EXCERPT PROVIDED ▸
There are many factors that control how far a language can spread and how many people can effectively communicate with it. Ironically, though, this has little to do with the language difficulty level. Instead, it is run by a set of other factors, a strong economy, for instance. 

No language can better demonstrate this other than Chinese. It has the maximum number of native speakers. It is also the second most spoken language in the world, after English.

That said, Chinese is reportedly the most challenging language to learn. More elaborately, everything about it is complicated, from its structure and writing to its painfully hard-to-remember characters, pronunciation, and dialects. 

So how could these contradicting facts come together? What makes this language so hard? And how, despite that, has it become so incredibly popular? 

Well, that is what we are discussing in today’s lesson. 

So let’s hop into it.

Mandarin

Mandarin is the standardised language used all over China. It is also largely spoken in Singapore, Thailand, Malaysia, and Indonesia and it is the same language anyone who wishes to have any contact with any of these countries must learn.

EXERCISE REQUIREMENTS ▸
Answer these about the passage on the Chinese language:
1. Which language does it say is more widely spoken than Chinese?
2. What example does it give of a factor that controls how far a language can spread?
3. Besides China, where does it say Mandarin is largely spoken?
The lines that come next have no connection to the passage on the Chinese language.

RECORDED DATA ▸
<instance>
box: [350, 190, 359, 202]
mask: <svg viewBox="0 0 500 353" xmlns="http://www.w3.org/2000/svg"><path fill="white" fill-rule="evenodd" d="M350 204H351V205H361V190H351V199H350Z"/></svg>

RESULT FOR THIS EXERCISE ▸
1. English
2. A strong economy
3. Singapore, Thailand, Malaysia, and Indonesia